What the task asks:
Within the entries below, every line containing "water" is to be copied.

━━━━━━━━━━━━━━━━

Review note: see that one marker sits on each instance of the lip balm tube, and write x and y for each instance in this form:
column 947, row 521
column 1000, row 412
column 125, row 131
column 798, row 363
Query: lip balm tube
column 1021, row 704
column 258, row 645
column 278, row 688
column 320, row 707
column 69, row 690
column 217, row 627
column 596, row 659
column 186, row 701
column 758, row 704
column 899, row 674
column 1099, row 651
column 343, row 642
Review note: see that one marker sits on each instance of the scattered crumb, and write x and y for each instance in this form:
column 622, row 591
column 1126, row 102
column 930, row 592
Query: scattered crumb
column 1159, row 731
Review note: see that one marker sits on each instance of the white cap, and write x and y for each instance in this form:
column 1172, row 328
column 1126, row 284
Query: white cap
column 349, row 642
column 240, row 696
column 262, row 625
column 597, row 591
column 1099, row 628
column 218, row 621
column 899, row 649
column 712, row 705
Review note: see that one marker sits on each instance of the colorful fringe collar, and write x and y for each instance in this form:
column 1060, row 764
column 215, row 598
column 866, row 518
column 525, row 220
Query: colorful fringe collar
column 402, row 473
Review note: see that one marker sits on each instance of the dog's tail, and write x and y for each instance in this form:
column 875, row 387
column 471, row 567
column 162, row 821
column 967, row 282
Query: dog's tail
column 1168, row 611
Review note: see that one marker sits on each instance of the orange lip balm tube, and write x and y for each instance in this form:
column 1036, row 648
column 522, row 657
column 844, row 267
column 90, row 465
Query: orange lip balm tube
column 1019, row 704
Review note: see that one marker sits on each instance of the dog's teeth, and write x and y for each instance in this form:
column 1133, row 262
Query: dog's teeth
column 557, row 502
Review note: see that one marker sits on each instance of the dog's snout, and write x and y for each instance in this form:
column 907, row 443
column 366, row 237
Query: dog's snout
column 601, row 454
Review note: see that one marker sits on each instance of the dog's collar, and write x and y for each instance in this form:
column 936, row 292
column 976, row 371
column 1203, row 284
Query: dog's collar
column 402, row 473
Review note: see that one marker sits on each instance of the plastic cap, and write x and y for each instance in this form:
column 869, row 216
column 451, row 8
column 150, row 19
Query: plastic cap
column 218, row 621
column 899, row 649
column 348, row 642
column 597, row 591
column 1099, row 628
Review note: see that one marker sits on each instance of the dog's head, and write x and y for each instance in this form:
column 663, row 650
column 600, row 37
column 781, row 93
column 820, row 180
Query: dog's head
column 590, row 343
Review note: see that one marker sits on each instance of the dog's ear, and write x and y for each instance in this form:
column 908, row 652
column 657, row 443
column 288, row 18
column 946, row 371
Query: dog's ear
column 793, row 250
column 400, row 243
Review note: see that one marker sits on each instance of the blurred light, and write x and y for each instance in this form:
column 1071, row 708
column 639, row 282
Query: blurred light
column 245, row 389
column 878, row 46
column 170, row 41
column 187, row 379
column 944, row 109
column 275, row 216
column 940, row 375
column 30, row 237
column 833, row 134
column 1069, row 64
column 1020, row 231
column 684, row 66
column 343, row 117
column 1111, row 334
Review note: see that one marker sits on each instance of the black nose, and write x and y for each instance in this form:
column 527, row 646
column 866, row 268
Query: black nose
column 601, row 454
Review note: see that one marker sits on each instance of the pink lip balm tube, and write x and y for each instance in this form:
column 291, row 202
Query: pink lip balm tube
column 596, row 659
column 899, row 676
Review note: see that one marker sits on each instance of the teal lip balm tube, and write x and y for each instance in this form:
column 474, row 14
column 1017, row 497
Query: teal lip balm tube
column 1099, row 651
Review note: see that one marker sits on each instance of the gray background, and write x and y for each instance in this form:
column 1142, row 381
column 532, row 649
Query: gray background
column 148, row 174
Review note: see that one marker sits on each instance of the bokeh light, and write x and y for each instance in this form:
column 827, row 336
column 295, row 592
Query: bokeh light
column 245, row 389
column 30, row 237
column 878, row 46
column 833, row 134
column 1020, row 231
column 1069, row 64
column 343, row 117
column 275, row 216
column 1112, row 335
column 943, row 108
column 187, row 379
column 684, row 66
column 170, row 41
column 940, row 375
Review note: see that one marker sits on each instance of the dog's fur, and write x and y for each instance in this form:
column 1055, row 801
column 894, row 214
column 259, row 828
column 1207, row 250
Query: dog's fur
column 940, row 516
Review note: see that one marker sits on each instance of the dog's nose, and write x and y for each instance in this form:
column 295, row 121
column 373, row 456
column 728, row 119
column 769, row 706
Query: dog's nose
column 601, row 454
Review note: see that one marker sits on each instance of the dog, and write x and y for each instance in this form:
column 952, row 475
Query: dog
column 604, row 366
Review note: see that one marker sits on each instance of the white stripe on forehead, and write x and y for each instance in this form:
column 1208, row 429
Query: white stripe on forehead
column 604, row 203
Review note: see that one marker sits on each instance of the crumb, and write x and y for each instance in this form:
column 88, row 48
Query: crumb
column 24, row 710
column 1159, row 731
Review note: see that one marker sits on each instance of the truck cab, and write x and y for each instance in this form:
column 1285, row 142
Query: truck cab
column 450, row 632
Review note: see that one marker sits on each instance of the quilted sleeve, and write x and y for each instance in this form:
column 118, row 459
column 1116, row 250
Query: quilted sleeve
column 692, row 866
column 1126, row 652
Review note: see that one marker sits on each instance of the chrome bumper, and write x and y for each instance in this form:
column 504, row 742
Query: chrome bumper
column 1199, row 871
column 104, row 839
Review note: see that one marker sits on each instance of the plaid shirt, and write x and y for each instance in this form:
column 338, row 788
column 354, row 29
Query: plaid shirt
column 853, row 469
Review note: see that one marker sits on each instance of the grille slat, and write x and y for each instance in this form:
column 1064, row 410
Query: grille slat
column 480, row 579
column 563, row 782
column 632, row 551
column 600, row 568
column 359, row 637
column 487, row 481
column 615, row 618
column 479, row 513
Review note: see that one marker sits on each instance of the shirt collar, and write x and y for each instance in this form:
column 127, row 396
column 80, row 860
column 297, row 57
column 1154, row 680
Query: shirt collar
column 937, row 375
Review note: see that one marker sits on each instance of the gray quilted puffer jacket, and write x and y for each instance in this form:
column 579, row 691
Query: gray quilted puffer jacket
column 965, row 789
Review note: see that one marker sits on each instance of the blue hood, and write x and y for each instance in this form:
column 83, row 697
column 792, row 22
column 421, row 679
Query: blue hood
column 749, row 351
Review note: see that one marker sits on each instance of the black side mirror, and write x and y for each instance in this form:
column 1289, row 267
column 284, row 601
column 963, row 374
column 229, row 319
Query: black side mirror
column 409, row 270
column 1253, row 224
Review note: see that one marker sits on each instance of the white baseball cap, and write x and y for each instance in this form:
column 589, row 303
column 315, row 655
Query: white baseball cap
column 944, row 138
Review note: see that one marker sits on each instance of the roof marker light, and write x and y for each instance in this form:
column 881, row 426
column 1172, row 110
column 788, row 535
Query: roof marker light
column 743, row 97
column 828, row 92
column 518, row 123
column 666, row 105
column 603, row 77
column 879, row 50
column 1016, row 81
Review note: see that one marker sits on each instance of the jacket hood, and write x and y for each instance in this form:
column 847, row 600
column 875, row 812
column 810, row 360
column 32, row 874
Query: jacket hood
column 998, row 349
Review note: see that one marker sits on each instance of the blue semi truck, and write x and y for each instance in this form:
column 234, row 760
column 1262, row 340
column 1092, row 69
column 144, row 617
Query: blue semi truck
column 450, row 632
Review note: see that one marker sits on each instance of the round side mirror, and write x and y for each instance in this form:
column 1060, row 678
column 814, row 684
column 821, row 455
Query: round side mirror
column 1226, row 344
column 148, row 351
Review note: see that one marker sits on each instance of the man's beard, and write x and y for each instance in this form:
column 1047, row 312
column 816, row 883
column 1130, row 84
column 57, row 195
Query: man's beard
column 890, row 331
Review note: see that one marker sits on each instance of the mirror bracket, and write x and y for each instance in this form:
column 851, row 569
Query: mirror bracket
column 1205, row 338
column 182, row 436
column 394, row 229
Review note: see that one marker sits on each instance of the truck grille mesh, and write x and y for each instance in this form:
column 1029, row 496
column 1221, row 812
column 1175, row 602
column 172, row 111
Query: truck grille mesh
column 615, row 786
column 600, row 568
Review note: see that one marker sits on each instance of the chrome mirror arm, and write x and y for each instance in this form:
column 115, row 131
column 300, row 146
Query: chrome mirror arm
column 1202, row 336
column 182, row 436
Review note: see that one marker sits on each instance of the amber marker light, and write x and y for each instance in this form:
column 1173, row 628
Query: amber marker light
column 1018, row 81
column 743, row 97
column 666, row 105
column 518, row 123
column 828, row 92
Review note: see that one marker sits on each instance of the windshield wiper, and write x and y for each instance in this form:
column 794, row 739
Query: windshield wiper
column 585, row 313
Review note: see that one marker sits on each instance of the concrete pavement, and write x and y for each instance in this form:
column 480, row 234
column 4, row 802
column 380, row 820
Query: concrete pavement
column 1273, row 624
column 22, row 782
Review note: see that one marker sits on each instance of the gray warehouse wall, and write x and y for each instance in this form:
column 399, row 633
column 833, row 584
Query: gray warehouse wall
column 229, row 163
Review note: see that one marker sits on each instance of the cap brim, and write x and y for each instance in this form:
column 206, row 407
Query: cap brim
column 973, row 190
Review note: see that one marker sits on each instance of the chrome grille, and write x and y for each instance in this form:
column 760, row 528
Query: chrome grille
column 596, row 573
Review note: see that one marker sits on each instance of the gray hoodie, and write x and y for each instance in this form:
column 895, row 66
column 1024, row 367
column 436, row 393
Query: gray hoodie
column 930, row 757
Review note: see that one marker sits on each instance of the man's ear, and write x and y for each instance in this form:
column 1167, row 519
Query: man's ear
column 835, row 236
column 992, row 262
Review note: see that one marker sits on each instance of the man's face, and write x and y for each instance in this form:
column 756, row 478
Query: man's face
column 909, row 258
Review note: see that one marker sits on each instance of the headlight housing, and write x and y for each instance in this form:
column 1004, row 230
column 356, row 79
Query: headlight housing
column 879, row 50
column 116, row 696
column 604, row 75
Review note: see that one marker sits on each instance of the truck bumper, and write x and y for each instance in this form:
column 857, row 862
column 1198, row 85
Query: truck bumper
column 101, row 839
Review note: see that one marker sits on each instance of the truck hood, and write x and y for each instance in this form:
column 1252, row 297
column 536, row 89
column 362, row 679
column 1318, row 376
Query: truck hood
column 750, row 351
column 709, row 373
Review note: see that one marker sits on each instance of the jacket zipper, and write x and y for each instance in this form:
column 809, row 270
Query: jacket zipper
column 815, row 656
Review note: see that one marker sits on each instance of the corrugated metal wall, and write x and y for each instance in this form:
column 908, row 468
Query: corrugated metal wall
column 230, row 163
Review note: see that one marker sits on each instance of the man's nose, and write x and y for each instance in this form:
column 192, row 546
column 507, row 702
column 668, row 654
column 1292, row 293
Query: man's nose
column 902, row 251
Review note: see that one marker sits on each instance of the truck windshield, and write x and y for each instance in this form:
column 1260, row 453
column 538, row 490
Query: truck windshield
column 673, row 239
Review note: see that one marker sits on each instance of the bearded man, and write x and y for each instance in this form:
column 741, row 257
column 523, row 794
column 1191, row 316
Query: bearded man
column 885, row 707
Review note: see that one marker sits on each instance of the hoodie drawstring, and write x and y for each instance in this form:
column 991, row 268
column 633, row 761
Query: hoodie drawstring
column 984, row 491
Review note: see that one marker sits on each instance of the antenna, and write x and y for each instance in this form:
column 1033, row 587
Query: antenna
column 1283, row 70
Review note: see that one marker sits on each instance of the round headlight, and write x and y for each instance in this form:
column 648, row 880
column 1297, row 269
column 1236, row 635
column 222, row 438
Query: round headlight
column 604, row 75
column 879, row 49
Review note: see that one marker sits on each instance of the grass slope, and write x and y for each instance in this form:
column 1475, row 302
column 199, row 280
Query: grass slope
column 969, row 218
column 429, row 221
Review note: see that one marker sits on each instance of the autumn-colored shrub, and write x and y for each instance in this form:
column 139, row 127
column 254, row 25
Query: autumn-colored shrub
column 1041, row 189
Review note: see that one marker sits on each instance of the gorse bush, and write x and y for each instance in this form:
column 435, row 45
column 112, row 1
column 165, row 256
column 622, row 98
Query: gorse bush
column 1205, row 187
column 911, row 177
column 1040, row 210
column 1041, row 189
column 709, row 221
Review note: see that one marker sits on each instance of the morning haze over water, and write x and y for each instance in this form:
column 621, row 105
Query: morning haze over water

━━━━━━━━━━━━━━━━

Solution for this exercise:
Review note: see that one marker sits on each instance of the morning haze over water, and write x and y for each instance in this form:
Query: morning haze over water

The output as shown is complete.